▶ **Extracted data**
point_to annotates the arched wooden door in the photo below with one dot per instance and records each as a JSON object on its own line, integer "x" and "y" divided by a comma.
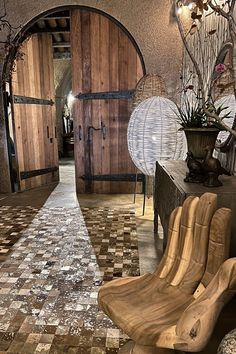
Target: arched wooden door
{"x": 104, "y": 59}
{"x": 34, "y": 123}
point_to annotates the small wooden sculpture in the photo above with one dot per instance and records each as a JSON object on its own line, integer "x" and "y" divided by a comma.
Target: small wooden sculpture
{"x": 178, "y": 306}
{"x": 196, "y": 172}
{"x": 213, "y": 169}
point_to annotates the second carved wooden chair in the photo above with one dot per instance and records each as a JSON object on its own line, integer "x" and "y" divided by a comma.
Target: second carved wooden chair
{"x": 177, "y": 306}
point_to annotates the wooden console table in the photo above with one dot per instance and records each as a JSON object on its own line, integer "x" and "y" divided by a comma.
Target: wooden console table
{"x": 171, "y": 191}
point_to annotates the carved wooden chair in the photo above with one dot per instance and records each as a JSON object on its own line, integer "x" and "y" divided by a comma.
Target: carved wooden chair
{"x": 177, "y": 306}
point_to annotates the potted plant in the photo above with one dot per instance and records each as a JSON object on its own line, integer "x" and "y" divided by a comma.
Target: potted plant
{"x": 199, "y": 9}
{"x": 200, "y": 129}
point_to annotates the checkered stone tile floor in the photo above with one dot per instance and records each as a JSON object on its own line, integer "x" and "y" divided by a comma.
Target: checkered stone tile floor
{"x": 53, "y": 265}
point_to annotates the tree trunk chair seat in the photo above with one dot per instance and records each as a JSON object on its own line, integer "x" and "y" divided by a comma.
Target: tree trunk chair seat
{"x": 177, "y": 306}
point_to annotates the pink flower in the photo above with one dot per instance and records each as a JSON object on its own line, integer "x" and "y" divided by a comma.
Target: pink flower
{"x": 220, "y": 68}
{"x": 189, "y": 87}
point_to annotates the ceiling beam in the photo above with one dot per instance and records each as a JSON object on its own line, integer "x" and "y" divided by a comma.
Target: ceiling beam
{"x": 61, "y": 44}
{"x": 59, "y": 17}
{"x": 50, "y": 30}
{"x": 61, "y": 56}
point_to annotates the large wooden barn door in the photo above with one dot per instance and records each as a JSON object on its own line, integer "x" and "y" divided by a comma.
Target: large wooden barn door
{"x": 103, "y": 60}
{"x": 34, "y": 113}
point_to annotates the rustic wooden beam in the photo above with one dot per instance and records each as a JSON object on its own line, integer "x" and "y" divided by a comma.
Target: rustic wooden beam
{"x": 61, "y": 44}
{"x": 62, "y": 56}
{"x": 31, "y": 100}
{"x": 50, "y": 30}
{"x": 126, "y": 94}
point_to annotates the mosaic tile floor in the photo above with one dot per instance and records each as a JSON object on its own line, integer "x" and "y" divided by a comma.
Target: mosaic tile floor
{"x": 50, "y": 274}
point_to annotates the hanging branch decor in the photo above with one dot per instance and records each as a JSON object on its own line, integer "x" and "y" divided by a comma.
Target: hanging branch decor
{"x": 9, "y": 44}
{"x": 199, "y": 10}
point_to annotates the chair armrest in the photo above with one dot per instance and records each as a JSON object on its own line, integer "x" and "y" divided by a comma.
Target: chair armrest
{"x": 197, "y": 322}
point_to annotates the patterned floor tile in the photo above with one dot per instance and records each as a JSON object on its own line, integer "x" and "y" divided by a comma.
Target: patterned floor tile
{"x": 52, "y": 272}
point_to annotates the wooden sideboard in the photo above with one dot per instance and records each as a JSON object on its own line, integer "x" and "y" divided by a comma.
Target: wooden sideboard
{"x": 171, "y": 191}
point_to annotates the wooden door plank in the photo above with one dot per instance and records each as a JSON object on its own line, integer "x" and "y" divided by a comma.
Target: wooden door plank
{"x": 96, "y": 104}
{"x": 79, "y": 133}
{"x": 86, "y": 87}
{"x": 104, "y": 74}
{"x": 114, "y": 104}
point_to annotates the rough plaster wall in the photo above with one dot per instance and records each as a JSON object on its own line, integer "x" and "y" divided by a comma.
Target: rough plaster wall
{"x": 149, "y": 22}
{"x": 62, "y": 79}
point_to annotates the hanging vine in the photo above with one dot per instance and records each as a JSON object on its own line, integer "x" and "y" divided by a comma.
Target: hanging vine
{"x": 199, "y": 10}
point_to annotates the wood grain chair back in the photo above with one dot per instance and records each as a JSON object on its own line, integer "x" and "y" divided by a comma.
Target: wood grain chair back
{"x": 219, "y": 242}
{"x": 185, "y": 258}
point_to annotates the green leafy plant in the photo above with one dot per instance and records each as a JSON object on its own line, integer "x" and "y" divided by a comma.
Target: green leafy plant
{"x": 192, "y": 114}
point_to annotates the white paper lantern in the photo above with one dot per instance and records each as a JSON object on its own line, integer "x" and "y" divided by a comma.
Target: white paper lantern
{"x": 153, "y": 134}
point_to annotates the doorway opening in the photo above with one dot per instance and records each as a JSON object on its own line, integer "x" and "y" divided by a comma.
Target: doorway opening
{"x": 89, "y": 58}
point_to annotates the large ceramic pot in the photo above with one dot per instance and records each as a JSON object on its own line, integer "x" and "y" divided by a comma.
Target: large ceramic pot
{"x": 199, "y": 138}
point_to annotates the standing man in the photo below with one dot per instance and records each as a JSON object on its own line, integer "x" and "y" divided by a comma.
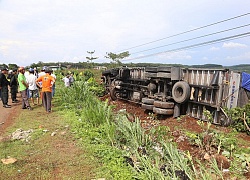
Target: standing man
{"x": 14, "y": 86}
{"x": 54, "y": 85}
{"x": 47, "y": 83}
{"x": 23, "y": 87}
{"x": 4, "y": 87}
{"x": 33, "y": 90}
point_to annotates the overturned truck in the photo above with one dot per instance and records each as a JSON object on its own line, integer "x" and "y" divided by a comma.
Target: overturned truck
{"x": 179, "y": 91}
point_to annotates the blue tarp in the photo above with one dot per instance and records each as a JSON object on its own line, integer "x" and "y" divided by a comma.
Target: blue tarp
{"x": 245, "y": 82}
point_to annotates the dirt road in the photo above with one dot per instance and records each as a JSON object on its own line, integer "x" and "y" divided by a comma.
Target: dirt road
{"x": 7, "y": 115}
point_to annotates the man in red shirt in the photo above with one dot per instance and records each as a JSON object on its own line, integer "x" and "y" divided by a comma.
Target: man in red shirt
{"x": 47, "y": 83}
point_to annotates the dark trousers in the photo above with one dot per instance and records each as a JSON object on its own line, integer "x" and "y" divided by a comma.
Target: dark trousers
{"x": 4, "y": 95}
{"x": 47, "y": 97}
{"x": 13, "y": 91}
{"x": 25, "y": 102}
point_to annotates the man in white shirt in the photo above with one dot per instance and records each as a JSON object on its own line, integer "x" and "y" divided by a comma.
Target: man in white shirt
{"x": 33, "y": 90}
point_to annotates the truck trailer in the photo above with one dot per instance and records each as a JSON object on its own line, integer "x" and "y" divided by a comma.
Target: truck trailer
{"x": 201, "y": 93}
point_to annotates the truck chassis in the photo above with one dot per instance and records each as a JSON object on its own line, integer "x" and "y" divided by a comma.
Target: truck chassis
{"x": 176, "y": 91}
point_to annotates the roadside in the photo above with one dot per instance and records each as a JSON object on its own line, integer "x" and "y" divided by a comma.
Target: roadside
{"x": 48, "y": 152}
{"x": 7, "y": 115}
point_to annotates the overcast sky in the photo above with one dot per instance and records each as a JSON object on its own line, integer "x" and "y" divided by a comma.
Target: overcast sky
{"x": 64, "y": 30}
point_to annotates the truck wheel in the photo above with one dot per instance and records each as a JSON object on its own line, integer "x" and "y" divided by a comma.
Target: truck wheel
{"x": 147, "y": 101}
{"x": 113, "y": 94}
{"x": 181, "y": 92}
{"x": 163, "y": 111}
{"x": 147, "y": 106}
{"x": 164, "y": 105}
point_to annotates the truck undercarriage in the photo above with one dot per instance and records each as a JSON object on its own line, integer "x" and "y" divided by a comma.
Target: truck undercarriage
{"x": 196, "y": 92}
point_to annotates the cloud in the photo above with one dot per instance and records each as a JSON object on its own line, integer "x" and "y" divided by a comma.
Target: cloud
{"x": 234, "y": 45}
{"x": 174, "y": 56}
{"x": 245, "y": 56}
{"x": 214, "y": 49}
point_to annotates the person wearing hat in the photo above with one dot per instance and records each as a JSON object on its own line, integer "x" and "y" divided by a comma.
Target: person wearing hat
{"x": 4, "y": 83}
{"x": 47, "y": 83}
{"x": 13, "y": 86}
{"x": 23, "y": 87}
{"x": 33, "y": 90}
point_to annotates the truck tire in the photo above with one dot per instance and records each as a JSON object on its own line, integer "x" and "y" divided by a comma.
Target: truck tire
{"x": 164, "y": 75}
{"x": 147, "y": 101}
{"x": 164, "y": 105}
{"x": 151, "y": 74}
{"x": 147, "y": 106}
{"x": 163, "y": 111}
{"x": 181, "y": 92}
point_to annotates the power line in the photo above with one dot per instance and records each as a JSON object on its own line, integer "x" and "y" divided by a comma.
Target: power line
{"x": 191, "y": 39}
{"x": 195, "y": 45}
{"x": 186, "y": 31}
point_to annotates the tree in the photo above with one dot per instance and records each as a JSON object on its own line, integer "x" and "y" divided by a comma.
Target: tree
{"x": 116, "y": 58}
{"x": 13, "y": 66}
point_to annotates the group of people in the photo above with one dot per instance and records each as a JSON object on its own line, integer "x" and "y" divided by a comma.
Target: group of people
{"x": 31, "y": 84}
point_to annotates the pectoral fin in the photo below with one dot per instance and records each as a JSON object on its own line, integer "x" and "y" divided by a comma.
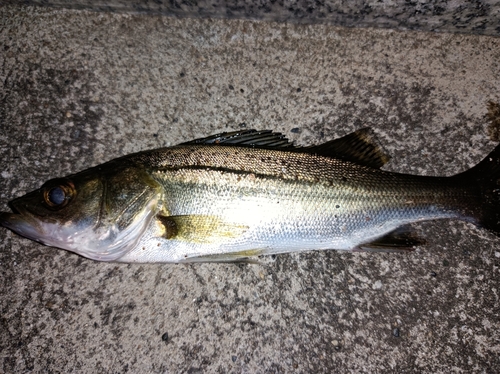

▶ **Task prompt**
Pick out every line in the records that contains the word "group" and copy each of those lines. Case counts.

▶ **Answer for this exercise**
point_to annotates the group of people in the photo above with one dot per instance and records each as a JSON object on its own line, integer "x" and "y" divided by a comma.
Target: group of people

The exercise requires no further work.